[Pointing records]
——————————

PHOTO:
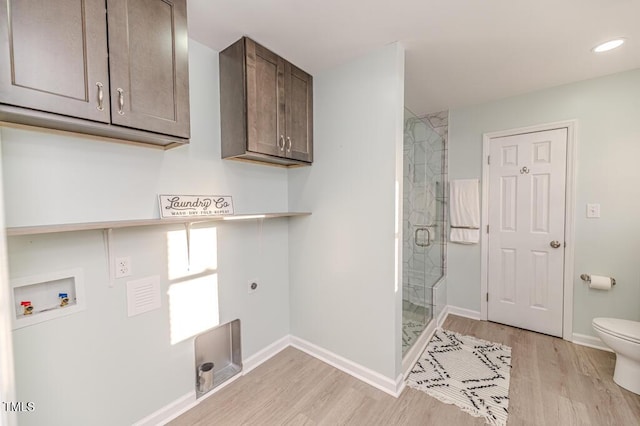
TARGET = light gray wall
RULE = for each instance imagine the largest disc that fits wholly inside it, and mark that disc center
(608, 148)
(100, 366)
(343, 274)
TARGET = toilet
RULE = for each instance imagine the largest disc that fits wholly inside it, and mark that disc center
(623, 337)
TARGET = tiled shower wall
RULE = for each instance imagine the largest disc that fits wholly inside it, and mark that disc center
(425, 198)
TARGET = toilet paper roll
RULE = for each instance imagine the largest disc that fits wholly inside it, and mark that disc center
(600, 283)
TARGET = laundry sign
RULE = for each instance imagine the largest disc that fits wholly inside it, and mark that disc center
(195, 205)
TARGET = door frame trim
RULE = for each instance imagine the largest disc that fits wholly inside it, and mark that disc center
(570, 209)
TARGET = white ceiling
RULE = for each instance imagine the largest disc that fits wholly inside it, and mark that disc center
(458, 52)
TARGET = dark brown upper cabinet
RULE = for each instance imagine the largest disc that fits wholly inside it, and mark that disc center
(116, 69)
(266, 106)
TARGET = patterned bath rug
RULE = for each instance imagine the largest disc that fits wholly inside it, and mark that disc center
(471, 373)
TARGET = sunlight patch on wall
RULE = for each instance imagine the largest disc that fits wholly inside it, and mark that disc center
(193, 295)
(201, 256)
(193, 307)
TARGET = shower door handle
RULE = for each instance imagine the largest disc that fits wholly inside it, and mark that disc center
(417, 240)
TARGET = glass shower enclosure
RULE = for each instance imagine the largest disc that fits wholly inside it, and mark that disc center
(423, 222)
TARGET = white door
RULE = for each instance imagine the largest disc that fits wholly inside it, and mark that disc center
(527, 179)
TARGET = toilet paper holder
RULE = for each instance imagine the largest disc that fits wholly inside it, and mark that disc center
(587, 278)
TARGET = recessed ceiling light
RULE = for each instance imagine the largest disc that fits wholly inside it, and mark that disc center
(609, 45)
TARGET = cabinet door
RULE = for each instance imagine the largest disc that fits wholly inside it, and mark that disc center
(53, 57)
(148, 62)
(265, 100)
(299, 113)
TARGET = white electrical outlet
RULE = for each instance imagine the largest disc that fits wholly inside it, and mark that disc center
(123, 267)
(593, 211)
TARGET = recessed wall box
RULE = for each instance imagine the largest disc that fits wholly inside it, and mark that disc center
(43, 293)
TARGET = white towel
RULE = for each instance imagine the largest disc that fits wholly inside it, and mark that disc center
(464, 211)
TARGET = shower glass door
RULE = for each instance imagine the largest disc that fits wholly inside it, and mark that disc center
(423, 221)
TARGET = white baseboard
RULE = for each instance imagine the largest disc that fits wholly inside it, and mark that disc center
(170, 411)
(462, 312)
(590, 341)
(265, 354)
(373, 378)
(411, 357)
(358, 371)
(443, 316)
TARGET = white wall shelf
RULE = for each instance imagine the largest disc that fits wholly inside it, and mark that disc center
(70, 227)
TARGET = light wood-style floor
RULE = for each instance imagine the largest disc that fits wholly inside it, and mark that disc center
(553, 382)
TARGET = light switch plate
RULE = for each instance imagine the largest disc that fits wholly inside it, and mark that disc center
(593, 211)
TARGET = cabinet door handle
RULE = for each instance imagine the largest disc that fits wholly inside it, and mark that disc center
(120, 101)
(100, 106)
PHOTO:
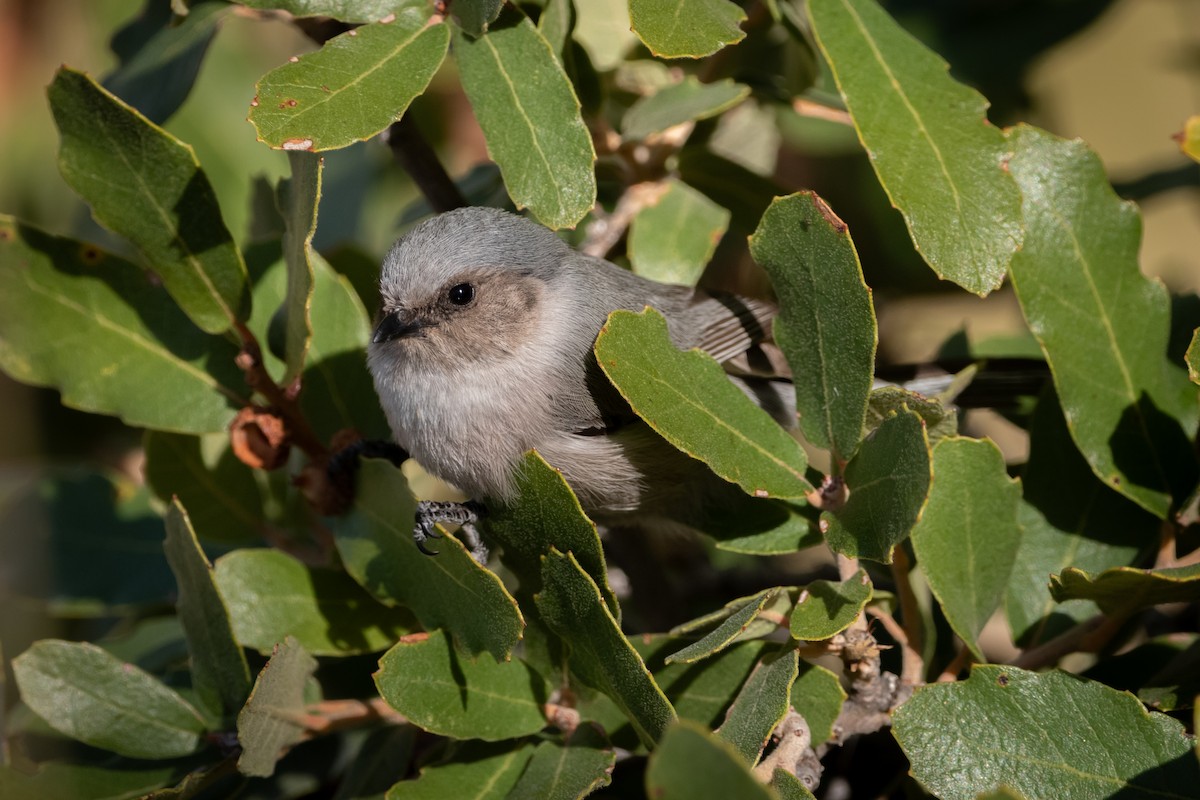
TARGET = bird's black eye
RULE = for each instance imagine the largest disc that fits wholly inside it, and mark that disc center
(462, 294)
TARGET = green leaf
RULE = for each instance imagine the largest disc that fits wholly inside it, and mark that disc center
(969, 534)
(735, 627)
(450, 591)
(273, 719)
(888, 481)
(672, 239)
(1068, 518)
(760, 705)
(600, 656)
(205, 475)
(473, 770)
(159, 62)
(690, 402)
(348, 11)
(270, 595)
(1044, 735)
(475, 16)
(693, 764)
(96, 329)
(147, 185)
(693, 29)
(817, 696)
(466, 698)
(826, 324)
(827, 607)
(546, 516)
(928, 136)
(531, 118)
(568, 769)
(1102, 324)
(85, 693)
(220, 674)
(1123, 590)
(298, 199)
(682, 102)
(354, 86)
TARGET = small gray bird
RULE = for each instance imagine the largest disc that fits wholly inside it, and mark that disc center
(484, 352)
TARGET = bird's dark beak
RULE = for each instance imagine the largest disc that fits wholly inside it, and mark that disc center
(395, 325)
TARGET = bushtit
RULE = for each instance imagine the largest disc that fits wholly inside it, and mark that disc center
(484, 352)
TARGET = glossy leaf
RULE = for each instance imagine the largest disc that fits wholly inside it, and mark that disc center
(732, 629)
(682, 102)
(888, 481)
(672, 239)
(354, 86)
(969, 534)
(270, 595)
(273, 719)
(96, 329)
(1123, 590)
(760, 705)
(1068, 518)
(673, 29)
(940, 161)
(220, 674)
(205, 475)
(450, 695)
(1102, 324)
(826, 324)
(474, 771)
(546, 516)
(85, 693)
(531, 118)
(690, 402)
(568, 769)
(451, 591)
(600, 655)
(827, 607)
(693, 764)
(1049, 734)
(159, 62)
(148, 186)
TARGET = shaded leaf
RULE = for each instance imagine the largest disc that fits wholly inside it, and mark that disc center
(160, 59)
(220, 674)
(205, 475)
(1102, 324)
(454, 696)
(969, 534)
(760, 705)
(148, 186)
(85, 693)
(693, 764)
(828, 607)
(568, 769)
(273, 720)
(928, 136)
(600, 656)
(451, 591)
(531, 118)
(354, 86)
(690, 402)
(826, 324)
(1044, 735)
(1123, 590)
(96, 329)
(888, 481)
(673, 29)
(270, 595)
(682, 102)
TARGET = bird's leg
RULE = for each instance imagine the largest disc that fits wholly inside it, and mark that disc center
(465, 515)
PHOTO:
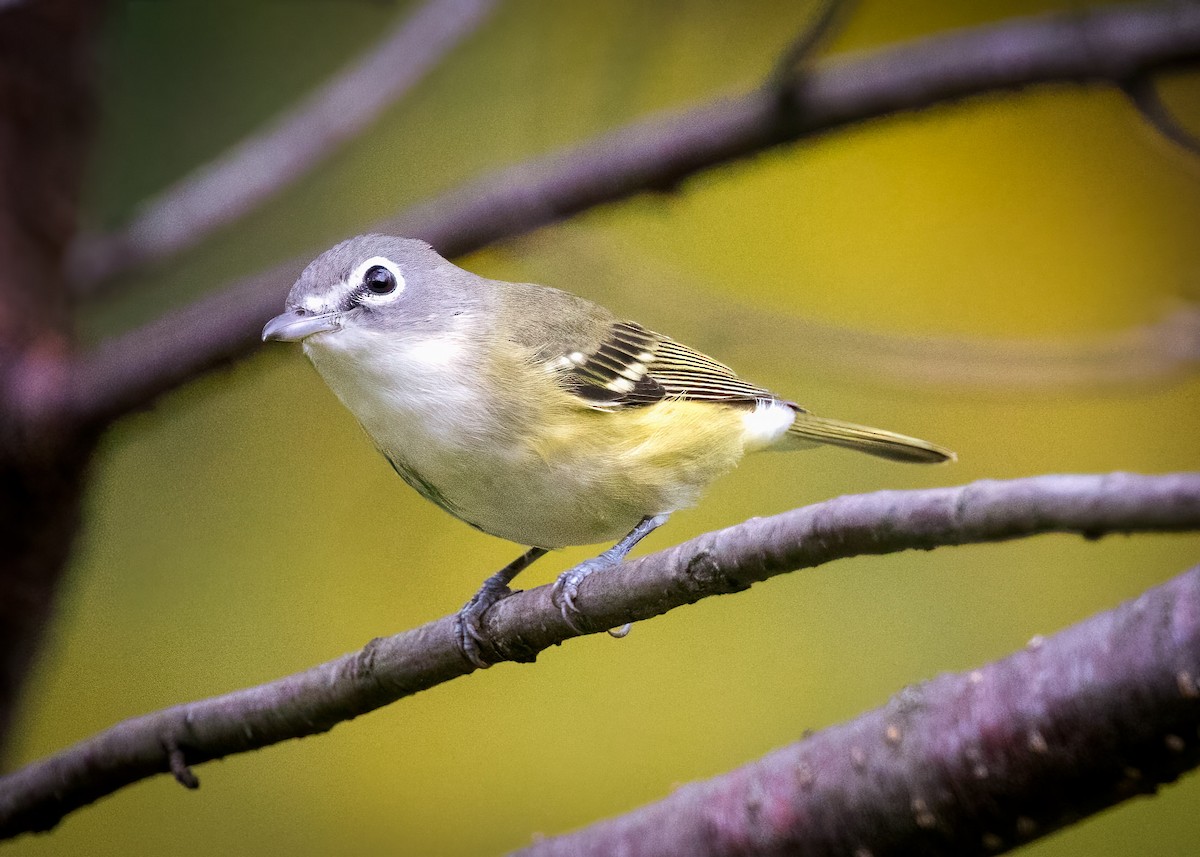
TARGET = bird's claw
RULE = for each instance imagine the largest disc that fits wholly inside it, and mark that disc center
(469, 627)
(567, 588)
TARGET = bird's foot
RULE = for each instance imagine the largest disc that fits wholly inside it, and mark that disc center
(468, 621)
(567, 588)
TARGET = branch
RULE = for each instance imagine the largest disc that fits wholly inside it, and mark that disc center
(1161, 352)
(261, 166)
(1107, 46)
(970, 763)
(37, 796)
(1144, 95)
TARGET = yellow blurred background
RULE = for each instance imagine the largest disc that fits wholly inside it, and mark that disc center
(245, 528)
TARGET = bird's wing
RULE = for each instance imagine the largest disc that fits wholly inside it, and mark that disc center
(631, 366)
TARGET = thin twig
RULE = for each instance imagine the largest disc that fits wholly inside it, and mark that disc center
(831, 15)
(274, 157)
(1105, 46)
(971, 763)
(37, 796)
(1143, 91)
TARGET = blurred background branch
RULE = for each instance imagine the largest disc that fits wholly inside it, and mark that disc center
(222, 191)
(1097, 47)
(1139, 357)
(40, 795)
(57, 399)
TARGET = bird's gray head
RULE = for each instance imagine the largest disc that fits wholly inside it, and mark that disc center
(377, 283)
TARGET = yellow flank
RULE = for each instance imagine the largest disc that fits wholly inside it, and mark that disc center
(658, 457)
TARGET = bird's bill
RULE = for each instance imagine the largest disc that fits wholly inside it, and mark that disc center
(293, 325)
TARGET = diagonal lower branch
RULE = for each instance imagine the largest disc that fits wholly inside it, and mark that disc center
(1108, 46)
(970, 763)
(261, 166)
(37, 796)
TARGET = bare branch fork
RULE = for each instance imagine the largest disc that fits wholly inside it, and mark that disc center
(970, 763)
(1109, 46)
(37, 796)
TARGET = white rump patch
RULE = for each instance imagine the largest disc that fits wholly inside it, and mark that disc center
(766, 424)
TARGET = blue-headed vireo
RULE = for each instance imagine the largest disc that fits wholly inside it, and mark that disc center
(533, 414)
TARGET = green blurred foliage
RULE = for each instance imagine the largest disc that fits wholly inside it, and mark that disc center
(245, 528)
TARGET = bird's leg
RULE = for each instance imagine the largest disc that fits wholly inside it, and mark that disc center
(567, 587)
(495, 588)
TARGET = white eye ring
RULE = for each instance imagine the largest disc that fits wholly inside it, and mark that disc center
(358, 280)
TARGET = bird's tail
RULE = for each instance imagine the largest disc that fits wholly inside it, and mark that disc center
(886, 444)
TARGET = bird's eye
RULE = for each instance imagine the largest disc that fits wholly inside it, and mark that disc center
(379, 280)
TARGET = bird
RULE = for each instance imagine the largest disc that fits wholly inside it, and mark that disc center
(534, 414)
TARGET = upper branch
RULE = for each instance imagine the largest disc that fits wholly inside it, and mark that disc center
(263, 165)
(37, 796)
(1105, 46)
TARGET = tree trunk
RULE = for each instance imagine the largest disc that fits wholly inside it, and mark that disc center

——————————

Exercise details: Print only the lines from the one with "TARGET = yellow flank" to the end of the records, both included.

The answer:
TARGET = yellow flank
RULE = for each instance imagine the largest disc that fits wholly inside it, and mark that disc center
(658, 457)
TARGET = bird's bill
RULE = for each instance imagine the largest disc that fits wholly inside it, and mark that disc center
(293, 325)
TARGET = diagonal lower branch
RULE = for each instance imagine the largest disc that fits wholly inside it, and mark that disc center
(1108, 46)
(970, 763)
(261, 166)
(37, 796)
TARGET = bare branch fork
RULE = for each instance imagine the largest disc that fits wholly inside it, and mark that disc center
(970, 763)
(1109, 46)
(37, 796)
TARGET = white rump patch
RULE = for each instance imagine the largest disc that fits wholly inside it, and mark that disc center
(766, 424)
TARGET = blue-headed vireo
RULE = for each instance imagine the largest disc that fits wholly inside it, and mark that disc center
(533, 414)
TARGET = green blurred foliage
RULE = for each instance imagine the largest disc that fits wholly inside it, and mark that disc center
(245, 528)
TARGET = bird's leg
RULE = for each instance imagine the largest disc that fits wholly inside it, and mark that disc center
(567, 587)
(495, 588)
TARGET = white eye ring
RULE = for each instance imagine the largest disc that fits wholly inside it, and mark that disc center
(358, 280)
TARGET = bird's tail
RULE = for each instance imagine the largest disc that fits wholly inside it, and mark that disc center
(886, 444)
TARGET = bird's eye
RULE = for each instance imagine the largest disc that fits wholly inside it, and mark that disc center
(379, 280)
TARGET = bird
RULE = for each instance imagine the largest disc that fits wholly inside it, and mark that disc center
(534, 414)
TARGET = upper branch
RULE = for each instance imagine the largest disc that fits wholly inside it, and mark that disc center
(263, 165)
(37, 796)
(1105, 46)
TARGET = tree trunk
RULE = for each instance imagine the largest disc that fits wholly inside it, and mark that disc center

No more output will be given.